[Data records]
+===+
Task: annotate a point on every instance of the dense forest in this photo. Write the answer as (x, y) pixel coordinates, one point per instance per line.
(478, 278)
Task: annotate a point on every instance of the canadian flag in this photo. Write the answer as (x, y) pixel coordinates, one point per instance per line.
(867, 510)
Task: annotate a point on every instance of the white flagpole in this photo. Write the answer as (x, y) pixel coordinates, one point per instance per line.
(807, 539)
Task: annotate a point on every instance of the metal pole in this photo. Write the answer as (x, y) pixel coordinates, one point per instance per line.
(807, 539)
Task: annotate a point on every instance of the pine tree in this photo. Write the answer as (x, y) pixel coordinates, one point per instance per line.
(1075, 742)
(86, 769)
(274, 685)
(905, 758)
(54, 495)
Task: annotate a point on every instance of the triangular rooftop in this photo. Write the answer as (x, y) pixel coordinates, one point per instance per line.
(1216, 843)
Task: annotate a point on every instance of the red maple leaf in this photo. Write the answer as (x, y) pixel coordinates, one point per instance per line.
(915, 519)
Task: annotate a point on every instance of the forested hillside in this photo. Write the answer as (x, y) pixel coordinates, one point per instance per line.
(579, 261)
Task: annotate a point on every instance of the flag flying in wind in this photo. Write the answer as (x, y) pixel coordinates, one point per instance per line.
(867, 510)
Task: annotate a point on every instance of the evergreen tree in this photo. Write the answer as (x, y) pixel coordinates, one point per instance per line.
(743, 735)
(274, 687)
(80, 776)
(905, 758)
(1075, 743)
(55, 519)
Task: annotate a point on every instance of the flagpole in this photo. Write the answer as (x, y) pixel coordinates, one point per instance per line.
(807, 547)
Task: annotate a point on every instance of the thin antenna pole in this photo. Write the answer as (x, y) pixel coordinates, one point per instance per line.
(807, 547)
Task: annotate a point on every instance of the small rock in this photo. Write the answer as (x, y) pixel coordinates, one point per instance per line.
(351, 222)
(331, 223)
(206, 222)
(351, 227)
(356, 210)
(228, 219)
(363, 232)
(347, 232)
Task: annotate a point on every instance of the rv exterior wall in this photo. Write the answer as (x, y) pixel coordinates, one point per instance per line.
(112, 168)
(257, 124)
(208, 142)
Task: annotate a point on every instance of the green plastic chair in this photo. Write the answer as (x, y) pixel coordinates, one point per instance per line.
+===+
§ **Task prompt**
I would like the records restated exactly, with every line intact.

§ **Final answer**
Task: annotate a point on every instance of the dense forest in this photo. Write the answer as (x, y) pixel coordinates, one point per instance per line.
(478, 278)
Task: annotate a point on every instance of the canadian flag in this photo. Write the answer as (x, y) pixel coordinates, one point per instance per line.
(867, 510)
Task: annotate a point on every instance of the white flagpole in this photo. Write the answer as (x, y) pixel coordinates, one point per instance per line.
(807, 539)
Task: annotate a point on every instance of the metal pole in this photo. Write the answer as (x, y) pixel coordinates, one point per instance per line.
(807, 539)
Task: annotate a point on every instance of the pine tree in this photo. Write the answer as (x, y) pixel coordinates, one point per instance per line.
(1075, 742)
(86, 769)
(274, 685)
(905, 758)
(54, 495)
Task: annotate a point on every instance of the triangular rooftop in this photo. Write the answer as (x, y) pixel coordinates, one point per instance per line.
(1216, 843)
Task: annotate a point on every instance of the red maple leaf in this photo. Write the answer as (x, y) pixel coordinates, one point per instance per line.
(915, 519)
Task: annotate a point on every instance of the forested hillside in this photo. Write the answer as (x, y) pixel coordinates, one point per instance per line.
(579, 261)
Task: annotate a point on every instance of the flag flying in wind in this photo. Write the answer as (x, y) pixel coordinates, one point per instance per line.
(867, 510)
Task: annotate a point on every instance of the evergreen tree in this photo. Write the answer as (x, y) pixel coordinates, one point per instance per line.
(743, 735)
(274, 687)
(80, 776)
(905, 758)
(1075, 743)
(55, 519)
Task: annotate a point on every instance of the flagpole in this photo. Write the answer as (x, y) pixel coordinates, one point per instance per line.
(807, 547)
Task: annotate a point on every instance of the thin antenna pole in this photo. Write the answer as (x, y) pixel coordinates, one point per instance per line.
(807, 547)
Task: annotate a point on every instance of the small rock in this photo. Write the answer as (x, y) pixel coordinates, one point per instance per line.
(351, 222)
(331, 223)
(206, 222)
(351, 227)
(356, 210)
(228, 219)
(363, 232)
(347, 232)
Task: annotate a point on every instance of the rv exterior wall in this photo. Write the answer as (x, y) pixel coordinates, one point per instance per line.
(112, 168)
(257, 124)
(208, 142)
Task: annotate a point on every instance of the green plastic chair in this photo. Write the answer as (x, y) pixel coordinates, one point per instance per line.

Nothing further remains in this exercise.